Every line with the string "rough" should be copied from the data.

--- Data supplied ---

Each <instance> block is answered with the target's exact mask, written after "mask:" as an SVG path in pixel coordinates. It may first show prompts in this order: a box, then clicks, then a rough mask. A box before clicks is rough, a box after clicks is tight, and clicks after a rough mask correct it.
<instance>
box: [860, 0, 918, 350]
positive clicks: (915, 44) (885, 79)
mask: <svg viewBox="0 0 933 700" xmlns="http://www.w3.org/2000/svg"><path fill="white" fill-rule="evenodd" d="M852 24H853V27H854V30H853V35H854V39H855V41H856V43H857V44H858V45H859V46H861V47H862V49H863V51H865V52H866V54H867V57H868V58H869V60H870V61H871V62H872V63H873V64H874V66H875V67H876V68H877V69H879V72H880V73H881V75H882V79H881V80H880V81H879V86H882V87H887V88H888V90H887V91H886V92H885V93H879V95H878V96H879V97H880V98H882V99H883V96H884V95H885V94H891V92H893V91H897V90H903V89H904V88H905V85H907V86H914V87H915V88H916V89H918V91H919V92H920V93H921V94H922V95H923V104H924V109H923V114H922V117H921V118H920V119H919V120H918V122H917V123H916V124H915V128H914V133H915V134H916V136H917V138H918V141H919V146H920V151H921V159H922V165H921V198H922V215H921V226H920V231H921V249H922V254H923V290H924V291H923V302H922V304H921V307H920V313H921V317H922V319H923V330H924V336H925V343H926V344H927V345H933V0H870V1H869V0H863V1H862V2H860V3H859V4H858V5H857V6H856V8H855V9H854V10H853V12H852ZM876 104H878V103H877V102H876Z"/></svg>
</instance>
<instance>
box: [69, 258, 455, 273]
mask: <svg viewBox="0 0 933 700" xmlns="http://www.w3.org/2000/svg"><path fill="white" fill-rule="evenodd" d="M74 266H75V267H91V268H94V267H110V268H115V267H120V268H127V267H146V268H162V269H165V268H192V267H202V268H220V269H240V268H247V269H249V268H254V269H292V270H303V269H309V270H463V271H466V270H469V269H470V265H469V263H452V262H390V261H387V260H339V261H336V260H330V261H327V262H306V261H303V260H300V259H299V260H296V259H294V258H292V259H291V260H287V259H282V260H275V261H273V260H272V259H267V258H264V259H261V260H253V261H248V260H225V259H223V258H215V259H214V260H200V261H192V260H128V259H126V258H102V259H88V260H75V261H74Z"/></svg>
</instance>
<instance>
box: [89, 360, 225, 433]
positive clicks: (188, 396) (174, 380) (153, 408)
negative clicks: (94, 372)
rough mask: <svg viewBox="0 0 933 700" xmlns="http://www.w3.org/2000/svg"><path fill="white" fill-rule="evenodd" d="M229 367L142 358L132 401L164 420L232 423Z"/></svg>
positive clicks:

---

* _Task answer_
Each <instance> block is answered with the target's exact mask, written after "mask:" as an SVG path in pixel coordinates. It may first show prompts in this order: a box, then clicks, then a rough mask. A box before clicks is rough, a box after clicks is tight, and clicks after a rough mask correct it.
rough mask: <svg viewBox="0 0 933 700" xmlns="http://www.w3.org/2000/svg"><path fill="white" fill-rule="evenodd" d="M229 367L142 358L132 401L164 420L232 423Z"/></svg>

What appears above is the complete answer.